--- START Raw records ---

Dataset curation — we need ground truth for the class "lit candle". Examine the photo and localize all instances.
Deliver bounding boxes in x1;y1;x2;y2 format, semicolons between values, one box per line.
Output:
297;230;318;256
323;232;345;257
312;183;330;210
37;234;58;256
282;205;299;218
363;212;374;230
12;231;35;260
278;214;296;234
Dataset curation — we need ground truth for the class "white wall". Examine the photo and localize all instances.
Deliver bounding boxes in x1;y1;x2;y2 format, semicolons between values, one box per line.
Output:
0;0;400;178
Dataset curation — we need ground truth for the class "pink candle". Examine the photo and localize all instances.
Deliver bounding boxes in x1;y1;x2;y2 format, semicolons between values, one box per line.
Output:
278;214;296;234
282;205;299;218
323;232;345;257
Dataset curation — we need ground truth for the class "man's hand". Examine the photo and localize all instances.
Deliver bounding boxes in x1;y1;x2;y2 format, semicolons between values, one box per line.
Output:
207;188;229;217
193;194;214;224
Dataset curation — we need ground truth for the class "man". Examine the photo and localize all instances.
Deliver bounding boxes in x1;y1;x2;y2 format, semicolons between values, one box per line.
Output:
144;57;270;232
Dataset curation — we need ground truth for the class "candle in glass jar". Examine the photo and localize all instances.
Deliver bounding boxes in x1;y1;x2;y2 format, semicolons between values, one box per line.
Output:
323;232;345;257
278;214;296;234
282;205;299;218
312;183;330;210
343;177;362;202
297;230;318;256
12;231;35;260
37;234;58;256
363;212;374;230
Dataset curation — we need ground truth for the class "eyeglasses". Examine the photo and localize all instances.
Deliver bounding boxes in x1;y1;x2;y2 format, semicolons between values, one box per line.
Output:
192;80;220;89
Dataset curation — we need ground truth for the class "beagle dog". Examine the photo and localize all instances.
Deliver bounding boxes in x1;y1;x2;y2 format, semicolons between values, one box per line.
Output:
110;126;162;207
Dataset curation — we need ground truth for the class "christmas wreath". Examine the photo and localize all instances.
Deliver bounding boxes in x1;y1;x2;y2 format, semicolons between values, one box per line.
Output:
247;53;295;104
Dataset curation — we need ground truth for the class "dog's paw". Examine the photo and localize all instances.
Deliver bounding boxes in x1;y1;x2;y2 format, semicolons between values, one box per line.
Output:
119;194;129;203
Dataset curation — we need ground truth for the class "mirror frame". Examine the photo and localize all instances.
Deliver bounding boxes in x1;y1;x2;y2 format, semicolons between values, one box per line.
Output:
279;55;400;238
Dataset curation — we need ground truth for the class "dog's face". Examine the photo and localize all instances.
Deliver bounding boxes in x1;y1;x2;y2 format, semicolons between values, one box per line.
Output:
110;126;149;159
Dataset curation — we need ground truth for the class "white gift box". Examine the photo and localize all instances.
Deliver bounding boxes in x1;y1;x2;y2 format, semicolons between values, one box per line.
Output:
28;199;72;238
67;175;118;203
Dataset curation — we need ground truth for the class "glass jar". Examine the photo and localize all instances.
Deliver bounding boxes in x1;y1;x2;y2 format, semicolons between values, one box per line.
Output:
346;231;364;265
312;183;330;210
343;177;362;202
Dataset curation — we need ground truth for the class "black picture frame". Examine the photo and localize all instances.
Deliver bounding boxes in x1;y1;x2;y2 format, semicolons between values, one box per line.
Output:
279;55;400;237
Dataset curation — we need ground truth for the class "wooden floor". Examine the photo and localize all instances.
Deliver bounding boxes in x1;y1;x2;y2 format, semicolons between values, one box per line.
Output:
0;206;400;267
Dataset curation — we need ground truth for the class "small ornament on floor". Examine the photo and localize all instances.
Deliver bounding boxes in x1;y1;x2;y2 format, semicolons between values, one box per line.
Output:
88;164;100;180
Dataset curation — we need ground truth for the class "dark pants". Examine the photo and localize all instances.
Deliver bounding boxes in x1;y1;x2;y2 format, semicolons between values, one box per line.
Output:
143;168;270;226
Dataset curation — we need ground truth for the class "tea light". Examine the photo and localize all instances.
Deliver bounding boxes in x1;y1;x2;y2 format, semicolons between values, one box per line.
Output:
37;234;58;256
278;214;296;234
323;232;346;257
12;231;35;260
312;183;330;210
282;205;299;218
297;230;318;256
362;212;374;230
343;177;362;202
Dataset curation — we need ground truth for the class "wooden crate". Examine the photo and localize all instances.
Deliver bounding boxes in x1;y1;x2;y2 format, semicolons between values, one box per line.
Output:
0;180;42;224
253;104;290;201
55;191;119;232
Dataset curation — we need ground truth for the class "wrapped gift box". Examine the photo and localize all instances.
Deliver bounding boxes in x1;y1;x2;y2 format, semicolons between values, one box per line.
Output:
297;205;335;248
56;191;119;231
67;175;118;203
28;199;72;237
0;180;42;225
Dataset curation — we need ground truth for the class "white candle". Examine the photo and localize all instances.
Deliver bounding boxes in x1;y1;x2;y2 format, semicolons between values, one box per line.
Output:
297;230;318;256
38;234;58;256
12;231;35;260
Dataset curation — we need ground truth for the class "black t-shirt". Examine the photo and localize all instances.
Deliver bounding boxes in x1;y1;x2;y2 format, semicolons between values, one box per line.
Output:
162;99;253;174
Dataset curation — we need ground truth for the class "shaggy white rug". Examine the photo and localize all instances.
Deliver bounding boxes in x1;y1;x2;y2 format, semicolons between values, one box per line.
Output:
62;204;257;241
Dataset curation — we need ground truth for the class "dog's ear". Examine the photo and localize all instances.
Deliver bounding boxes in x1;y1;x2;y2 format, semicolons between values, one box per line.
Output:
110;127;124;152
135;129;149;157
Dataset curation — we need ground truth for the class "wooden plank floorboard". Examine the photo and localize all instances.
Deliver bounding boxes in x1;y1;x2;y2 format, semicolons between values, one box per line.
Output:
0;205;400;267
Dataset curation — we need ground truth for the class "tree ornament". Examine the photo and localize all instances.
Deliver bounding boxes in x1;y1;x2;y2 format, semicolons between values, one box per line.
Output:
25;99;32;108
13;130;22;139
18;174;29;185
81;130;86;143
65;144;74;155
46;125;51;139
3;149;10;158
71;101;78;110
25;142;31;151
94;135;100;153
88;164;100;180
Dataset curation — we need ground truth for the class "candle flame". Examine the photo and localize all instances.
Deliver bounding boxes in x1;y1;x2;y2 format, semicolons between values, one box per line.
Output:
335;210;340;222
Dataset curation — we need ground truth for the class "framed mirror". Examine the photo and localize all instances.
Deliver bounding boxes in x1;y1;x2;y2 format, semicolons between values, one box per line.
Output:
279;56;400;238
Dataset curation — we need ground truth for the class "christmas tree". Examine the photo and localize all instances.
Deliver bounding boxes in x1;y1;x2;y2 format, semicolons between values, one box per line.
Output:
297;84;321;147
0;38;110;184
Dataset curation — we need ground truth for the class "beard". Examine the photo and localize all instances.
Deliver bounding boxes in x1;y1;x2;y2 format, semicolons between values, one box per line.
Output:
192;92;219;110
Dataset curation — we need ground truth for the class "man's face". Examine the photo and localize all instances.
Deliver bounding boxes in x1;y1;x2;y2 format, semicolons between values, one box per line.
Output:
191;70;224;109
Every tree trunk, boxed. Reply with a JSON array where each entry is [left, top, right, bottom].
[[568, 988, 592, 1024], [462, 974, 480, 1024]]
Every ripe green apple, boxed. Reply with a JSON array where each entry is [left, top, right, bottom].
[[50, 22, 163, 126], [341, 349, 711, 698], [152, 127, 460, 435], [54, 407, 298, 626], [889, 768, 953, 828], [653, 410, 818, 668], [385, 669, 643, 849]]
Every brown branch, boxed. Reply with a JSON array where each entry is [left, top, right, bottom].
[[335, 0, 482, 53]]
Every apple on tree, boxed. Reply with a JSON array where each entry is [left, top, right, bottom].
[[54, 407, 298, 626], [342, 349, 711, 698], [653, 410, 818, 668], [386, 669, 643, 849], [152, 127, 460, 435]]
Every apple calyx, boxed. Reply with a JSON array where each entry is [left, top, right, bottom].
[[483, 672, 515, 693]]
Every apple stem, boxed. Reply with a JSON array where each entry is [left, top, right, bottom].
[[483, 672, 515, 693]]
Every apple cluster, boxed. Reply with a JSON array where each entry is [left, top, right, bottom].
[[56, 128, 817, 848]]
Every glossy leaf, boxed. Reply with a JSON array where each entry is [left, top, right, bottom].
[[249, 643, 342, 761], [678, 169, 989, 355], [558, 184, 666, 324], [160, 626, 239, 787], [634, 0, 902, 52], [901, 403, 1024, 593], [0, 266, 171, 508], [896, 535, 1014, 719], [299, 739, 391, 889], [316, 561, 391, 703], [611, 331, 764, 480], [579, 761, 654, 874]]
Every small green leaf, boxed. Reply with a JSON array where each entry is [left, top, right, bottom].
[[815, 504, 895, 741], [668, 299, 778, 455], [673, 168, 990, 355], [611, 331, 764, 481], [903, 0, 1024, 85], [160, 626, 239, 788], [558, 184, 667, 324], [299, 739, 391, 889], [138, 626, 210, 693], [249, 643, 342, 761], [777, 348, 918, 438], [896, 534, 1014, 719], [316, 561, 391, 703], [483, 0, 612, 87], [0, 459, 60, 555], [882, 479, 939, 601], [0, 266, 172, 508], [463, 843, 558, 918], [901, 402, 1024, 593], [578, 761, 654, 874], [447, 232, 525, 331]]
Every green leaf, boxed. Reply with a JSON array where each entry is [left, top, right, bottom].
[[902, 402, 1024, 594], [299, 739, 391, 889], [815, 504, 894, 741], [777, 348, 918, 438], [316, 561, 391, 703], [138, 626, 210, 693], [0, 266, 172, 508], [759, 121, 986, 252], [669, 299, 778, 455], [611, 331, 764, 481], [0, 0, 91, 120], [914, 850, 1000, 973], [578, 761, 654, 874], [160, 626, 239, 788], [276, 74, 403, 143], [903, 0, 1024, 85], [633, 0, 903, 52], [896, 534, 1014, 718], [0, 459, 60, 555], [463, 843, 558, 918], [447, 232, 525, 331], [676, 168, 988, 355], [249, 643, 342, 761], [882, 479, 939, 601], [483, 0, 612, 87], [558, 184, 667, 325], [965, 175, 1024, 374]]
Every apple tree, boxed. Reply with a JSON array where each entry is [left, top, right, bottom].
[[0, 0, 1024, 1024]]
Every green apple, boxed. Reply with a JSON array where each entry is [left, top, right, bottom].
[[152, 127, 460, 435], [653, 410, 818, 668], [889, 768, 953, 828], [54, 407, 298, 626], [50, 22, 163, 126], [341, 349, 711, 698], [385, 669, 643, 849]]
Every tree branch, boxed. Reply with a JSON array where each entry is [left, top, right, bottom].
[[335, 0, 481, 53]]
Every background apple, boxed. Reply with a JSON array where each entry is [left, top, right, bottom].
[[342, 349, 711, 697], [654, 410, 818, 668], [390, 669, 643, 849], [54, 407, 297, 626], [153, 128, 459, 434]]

--- END Raw records ---

The request: Can you rewrite the rows from the line containing "Every green apple, boxed." through the last row, replacing "JSON array" with "JSON list" and leaving everything else unchanged?

Answer:
Every green apple, boxed. Reply with a JSON list where each entry is [left, top, right, bottom].
[[152, 127, 460, 435], [653, 410, 818, 668], [889, 768, 953, 828], [54, 407, 298, 626], [50, 22, 163, 126], [341, 349, 711, 698], [385, 669, 643, 849]]
Every tree branch, boxed. Reply with a JSON list where each entry is [left, top, right, bottom].
[[335, 0, 481, 53]]
Every background apple, boxed. Reply with a JSON list where each entry is [left, top, right, bottom].
[[342, 349, 711, 697], [654, 410, 818, 668], [390, 669, 643, 849], [54, 407, 297, 626], [153, 128, 459, 434]]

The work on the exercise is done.